- _WRITTEN TASK_: Please report every line of the listing below that contains the word "boulder", copying each line in full. Case counts.

-- begin PROVIDED DATA --

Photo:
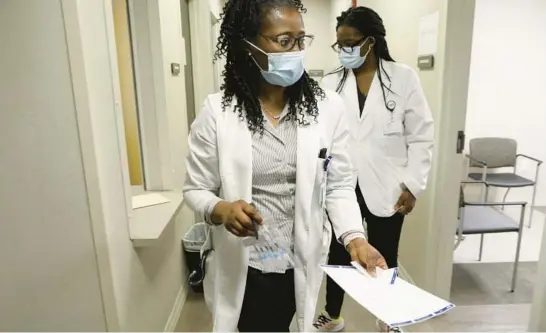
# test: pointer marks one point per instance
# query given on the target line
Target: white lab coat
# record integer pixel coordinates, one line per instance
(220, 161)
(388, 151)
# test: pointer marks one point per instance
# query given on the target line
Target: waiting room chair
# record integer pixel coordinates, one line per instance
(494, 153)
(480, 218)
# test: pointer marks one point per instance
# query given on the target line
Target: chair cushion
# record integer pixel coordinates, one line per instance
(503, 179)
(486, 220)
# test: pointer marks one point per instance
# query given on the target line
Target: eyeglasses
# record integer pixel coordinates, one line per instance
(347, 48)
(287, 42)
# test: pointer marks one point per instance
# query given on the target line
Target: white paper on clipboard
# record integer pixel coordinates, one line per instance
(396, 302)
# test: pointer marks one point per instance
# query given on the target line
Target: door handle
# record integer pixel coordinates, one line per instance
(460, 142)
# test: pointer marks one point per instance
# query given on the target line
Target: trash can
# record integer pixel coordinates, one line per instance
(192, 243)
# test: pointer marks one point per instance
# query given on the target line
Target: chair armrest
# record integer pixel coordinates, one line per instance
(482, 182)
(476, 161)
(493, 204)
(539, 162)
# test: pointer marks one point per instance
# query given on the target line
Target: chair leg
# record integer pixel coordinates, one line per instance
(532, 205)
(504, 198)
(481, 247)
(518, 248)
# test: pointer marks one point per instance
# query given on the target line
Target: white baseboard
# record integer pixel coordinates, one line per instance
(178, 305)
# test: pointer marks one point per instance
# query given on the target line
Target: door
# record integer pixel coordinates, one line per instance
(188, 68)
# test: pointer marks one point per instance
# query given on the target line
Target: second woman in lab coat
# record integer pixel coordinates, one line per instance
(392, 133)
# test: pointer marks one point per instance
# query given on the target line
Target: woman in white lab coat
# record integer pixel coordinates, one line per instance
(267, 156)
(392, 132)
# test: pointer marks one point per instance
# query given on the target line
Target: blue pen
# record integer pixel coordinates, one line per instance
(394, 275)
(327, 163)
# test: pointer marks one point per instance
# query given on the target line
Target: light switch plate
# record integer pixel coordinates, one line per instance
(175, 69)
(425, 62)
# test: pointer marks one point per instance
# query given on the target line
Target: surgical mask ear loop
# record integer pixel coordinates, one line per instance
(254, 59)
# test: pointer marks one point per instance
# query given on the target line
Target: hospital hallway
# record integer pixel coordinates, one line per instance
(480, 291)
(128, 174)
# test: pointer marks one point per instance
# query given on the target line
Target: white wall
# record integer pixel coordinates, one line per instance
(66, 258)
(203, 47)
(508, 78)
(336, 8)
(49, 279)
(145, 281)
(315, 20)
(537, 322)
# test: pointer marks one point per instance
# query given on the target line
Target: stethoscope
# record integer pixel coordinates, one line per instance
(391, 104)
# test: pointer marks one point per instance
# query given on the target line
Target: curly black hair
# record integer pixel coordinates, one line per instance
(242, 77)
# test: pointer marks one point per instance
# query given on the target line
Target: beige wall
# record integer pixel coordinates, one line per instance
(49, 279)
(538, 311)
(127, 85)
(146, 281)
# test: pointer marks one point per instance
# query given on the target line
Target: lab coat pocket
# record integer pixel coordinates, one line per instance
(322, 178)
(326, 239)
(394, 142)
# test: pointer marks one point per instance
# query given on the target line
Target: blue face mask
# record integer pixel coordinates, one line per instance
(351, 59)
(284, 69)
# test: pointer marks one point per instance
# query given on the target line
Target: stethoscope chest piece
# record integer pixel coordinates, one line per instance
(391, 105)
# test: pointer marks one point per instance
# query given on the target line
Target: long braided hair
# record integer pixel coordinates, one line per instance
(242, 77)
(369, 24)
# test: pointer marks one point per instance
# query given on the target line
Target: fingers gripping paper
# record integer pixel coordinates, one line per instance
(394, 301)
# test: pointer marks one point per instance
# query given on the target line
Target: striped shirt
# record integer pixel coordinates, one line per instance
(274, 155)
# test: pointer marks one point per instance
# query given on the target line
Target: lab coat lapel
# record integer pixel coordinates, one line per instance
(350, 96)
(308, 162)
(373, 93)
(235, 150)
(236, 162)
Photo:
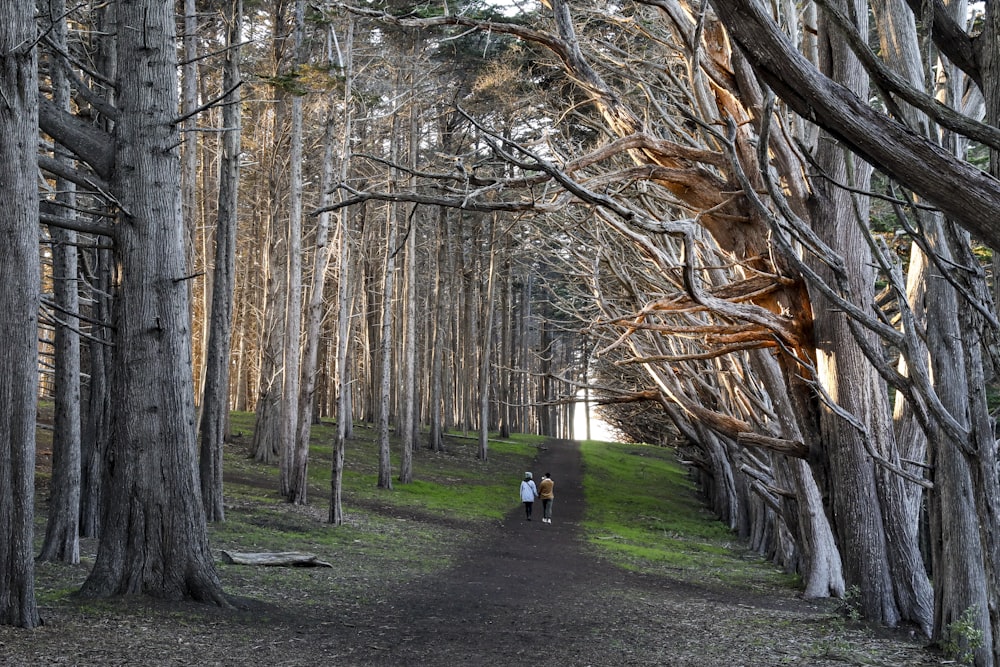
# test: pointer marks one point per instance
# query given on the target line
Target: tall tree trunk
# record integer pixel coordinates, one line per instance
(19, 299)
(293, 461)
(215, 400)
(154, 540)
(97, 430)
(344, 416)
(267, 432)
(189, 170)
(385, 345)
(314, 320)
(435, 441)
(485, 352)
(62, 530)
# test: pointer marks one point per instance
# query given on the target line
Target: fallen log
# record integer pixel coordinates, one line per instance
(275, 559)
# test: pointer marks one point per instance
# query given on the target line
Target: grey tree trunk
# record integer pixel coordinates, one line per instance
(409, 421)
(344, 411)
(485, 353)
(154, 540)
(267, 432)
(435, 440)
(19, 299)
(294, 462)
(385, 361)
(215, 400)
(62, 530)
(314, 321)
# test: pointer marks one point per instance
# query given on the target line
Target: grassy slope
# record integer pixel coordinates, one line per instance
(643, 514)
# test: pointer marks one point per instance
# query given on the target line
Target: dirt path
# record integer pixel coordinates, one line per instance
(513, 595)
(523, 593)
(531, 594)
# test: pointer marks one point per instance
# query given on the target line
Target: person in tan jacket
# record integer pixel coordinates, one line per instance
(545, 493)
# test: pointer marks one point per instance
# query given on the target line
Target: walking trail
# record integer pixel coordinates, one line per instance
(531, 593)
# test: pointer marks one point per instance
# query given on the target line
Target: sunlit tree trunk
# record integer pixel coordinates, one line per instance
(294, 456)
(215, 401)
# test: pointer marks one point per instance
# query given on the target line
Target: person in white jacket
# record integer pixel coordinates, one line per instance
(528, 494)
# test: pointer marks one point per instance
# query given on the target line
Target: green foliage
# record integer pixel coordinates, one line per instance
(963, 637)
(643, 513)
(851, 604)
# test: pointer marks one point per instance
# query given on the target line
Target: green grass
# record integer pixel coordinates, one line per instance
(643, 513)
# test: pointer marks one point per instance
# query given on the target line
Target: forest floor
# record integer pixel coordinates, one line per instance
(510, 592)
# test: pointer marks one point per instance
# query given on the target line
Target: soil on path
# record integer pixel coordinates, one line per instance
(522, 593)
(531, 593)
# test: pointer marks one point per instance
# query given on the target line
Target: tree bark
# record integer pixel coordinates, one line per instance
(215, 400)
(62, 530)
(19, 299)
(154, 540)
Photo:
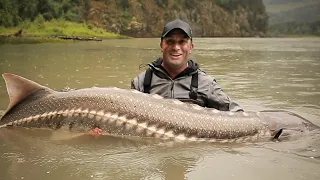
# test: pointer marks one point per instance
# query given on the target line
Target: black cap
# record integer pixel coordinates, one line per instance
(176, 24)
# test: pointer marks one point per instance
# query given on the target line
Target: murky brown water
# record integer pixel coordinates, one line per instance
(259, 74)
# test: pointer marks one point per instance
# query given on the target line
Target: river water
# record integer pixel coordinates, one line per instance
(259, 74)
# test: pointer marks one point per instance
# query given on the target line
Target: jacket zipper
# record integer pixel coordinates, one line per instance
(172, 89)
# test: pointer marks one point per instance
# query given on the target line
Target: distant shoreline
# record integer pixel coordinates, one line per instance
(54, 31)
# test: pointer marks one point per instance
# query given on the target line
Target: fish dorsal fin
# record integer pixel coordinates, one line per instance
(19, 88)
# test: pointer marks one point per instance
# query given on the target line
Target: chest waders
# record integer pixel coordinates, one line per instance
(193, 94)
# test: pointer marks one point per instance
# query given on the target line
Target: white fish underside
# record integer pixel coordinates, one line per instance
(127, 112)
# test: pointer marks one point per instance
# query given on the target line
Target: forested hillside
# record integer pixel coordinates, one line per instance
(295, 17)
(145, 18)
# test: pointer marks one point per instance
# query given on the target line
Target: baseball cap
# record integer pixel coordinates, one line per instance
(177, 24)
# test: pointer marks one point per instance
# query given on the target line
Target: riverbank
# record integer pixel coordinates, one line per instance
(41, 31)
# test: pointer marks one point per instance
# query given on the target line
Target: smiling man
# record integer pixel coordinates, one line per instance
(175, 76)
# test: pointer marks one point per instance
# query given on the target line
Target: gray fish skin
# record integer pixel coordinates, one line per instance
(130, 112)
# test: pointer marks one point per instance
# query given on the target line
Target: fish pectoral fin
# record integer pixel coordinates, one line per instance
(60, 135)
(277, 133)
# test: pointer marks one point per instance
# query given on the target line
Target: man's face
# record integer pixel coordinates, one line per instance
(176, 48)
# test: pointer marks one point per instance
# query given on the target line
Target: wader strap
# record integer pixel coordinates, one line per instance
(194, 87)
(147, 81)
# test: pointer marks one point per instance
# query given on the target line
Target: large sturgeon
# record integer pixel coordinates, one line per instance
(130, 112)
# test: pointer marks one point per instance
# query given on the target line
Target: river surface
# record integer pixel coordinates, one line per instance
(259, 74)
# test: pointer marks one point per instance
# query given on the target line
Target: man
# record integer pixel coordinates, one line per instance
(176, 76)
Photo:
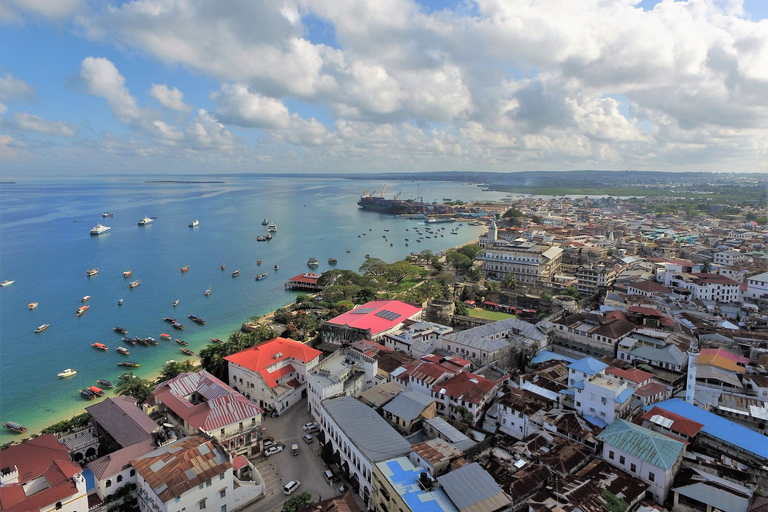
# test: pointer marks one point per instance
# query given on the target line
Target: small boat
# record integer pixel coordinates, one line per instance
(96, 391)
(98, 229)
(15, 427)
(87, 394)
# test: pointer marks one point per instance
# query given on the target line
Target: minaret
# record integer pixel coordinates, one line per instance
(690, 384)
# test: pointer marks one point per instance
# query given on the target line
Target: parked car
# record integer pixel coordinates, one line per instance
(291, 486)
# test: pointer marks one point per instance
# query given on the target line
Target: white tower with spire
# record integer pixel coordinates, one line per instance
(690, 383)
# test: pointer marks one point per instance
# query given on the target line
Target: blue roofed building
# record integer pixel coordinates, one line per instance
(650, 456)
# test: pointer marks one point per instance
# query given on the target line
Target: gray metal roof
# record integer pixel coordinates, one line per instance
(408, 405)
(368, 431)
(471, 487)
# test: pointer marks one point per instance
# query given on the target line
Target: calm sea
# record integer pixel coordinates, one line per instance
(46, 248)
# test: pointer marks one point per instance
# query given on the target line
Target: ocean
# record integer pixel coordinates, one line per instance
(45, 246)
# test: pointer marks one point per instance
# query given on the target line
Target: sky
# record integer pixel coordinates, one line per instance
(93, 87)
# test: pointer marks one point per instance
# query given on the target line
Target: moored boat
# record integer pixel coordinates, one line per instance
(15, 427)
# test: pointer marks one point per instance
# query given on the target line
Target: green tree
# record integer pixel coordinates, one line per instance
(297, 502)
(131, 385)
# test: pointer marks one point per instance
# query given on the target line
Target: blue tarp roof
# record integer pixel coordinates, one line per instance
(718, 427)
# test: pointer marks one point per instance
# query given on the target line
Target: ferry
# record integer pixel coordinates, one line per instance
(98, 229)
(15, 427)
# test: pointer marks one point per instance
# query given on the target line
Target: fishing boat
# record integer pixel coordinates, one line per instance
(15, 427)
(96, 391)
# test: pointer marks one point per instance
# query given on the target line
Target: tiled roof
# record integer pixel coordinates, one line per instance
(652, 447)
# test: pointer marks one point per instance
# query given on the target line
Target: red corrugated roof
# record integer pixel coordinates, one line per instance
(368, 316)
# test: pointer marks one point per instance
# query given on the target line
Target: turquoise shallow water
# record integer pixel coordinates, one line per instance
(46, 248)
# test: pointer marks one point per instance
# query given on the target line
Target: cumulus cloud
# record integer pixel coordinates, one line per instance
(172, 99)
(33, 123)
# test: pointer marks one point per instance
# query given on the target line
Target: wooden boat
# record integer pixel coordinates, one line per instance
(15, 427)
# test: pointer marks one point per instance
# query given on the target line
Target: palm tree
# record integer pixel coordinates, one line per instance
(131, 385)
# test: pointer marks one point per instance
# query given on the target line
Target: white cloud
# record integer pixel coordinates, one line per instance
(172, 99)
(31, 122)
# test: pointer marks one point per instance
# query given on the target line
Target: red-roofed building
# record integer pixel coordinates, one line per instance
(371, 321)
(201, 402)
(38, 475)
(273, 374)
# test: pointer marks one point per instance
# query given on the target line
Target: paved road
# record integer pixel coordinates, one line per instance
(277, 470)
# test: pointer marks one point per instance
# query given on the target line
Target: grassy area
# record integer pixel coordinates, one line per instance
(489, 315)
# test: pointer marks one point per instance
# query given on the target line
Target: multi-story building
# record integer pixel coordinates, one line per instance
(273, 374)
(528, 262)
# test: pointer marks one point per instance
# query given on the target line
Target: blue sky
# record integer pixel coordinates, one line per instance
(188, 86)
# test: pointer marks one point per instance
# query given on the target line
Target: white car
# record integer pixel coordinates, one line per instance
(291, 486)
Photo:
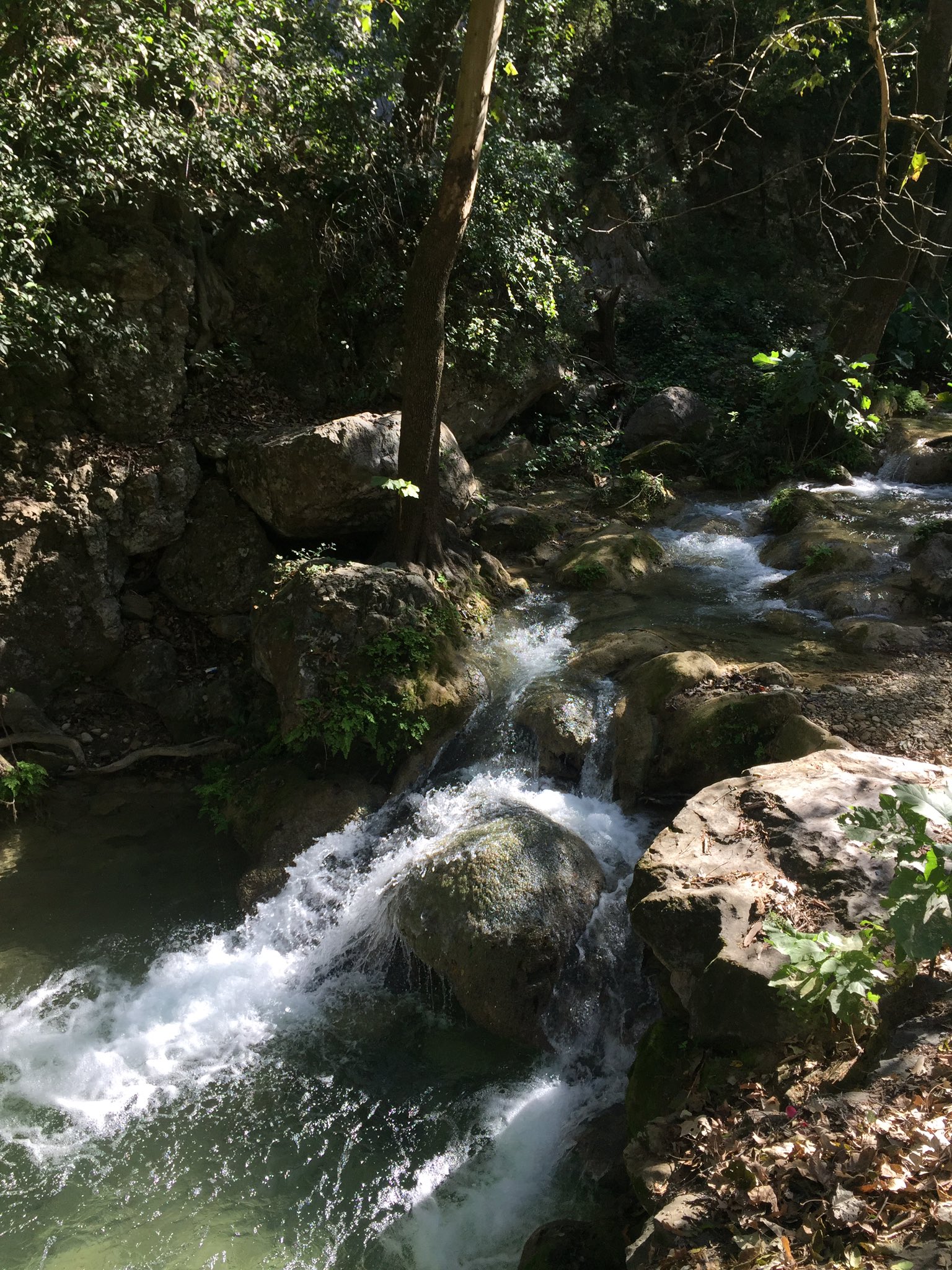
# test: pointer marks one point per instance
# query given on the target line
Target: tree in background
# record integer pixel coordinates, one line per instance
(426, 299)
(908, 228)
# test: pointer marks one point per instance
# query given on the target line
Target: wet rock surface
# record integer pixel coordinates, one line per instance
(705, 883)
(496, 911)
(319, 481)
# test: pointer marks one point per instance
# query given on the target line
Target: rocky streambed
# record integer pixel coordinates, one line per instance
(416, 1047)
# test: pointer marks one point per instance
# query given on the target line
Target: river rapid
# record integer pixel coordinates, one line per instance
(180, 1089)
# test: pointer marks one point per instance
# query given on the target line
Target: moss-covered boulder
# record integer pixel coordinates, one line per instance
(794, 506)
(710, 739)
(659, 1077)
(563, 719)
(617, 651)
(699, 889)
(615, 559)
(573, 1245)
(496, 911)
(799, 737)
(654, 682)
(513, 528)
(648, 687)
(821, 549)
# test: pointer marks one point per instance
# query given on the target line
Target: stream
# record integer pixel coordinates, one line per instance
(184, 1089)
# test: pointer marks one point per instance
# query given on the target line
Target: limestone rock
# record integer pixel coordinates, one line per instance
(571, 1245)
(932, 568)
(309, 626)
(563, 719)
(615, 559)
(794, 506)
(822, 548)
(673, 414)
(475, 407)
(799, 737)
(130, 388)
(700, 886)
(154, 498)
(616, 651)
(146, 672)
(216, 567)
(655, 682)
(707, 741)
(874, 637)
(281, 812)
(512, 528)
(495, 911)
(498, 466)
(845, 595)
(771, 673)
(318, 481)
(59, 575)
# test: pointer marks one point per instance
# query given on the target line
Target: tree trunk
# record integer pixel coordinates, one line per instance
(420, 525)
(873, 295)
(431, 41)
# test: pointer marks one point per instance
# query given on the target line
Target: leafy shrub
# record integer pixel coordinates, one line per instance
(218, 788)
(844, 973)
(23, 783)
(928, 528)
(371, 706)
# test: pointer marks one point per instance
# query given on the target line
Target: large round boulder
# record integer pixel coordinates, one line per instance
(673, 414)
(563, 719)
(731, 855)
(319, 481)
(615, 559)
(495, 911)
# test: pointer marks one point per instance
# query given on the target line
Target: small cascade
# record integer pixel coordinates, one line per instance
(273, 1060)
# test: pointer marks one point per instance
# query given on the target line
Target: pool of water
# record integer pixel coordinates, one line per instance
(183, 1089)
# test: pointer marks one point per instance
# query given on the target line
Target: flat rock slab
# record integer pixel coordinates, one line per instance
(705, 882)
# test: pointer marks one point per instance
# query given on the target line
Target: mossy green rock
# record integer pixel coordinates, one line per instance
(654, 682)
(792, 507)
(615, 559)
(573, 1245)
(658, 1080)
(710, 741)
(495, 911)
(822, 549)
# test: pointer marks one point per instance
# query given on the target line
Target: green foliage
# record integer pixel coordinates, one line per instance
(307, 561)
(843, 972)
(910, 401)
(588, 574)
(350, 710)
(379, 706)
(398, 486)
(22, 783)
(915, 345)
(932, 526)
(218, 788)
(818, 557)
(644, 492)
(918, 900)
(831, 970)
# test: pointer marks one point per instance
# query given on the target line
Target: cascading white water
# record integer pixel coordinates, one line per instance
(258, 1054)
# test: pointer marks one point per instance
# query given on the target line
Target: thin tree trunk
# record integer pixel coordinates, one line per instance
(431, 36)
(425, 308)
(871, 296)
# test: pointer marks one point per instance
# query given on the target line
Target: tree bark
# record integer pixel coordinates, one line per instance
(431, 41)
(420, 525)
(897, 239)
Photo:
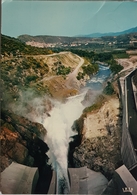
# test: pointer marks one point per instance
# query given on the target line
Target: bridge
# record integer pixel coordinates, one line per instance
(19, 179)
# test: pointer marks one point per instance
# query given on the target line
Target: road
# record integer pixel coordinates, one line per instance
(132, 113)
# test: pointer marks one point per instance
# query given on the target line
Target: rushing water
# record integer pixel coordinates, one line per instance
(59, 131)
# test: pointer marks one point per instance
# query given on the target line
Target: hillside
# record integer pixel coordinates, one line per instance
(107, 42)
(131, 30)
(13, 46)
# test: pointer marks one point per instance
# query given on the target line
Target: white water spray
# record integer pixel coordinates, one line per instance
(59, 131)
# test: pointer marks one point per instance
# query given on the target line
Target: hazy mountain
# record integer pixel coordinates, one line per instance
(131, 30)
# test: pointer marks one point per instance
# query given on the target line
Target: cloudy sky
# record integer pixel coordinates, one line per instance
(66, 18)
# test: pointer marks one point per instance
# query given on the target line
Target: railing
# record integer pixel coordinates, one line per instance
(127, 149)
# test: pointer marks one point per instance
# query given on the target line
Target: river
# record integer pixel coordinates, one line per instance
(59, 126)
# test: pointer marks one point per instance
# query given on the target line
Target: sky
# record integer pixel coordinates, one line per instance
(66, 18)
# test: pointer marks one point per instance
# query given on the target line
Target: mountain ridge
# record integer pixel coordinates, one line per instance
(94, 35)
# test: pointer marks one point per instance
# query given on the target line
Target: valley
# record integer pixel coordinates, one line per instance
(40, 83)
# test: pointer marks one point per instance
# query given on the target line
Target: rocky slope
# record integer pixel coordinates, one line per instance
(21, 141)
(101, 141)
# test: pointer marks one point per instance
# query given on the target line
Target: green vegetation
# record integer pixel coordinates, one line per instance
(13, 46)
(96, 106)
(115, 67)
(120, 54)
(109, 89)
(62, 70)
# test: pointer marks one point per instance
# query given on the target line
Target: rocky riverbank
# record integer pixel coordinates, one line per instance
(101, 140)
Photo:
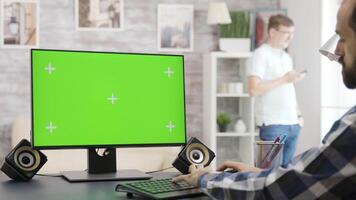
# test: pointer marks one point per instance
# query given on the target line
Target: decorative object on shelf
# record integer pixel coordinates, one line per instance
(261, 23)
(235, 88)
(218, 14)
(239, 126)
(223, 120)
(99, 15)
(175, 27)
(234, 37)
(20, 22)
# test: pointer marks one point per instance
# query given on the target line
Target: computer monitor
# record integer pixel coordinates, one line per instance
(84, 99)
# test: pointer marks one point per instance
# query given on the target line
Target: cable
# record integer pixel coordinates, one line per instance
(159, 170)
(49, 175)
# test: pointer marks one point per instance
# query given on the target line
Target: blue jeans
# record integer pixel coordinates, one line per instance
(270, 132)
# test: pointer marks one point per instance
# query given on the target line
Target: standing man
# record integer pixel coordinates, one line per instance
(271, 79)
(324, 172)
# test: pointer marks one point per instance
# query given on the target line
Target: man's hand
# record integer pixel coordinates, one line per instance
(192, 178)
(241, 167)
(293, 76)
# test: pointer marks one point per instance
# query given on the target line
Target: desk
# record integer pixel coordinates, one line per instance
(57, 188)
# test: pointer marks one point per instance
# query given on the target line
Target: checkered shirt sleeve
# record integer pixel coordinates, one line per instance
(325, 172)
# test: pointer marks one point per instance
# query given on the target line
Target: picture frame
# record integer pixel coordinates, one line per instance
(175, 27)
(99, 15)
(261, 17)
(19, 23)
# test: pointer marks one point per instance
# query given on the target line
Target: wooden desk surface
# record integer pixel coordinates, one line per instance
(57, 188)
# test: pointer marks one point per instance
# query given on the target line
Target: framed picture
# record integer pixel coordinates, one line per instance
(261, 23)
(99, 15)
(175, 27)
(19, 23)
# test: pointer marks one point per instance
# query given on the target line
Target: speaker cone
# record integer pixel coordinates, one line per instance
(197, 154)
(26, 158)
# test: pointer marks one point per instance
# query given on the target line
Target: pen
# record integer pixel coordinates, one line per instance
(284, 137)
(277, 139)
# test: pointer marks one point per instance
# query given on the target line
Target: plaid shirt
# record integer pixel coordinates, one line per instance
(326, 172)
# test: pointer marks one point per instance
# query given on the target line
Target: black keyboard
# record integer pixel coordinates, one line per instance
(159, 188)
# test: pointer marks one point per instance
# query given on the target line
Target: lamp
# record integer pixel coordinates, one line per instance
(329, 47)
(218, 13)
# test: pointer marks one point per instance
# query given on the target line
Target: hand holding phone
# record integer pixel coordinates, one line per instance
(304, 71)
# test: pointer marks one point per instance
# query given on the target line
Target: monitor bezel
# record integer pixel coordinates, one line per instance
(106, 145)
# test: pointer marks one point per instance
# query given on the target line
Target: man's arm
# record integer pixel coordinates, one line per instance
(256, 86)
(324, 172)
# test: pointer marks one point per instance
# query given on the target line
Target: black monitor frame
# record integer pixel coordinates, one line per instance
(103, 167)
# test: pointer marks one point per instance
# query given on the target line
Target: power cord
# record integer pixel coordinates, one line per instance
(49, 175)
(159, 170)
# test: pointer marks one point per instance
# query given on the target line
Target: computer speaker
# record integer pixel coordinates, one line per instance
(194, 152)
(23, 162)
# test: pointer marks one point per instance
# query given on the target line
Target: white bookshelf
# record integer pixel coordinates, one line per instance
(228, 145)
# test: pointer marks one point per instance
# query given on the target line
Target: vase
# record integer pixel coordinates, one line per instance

-- end PROVIDED DATA --

- _RESPONSE FOR THIS EXERCISE_:
Target: moss-covered boulder
Target: large round boulder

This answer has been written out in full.